**Excerpted records**

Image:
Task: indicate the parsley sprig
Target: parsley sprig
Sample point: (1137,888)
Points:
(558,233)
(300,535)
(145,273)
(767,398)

**Exercise instructions**
Copy the listing above line for line, reproducing every entry without any change.

**Answer to this task**
Image:
Task: indicate the parsley sprig
Target: parsley sprig
Sample point: (1137,888)
Points:
(558,233)
(300,535)
(145,273)
(767,398)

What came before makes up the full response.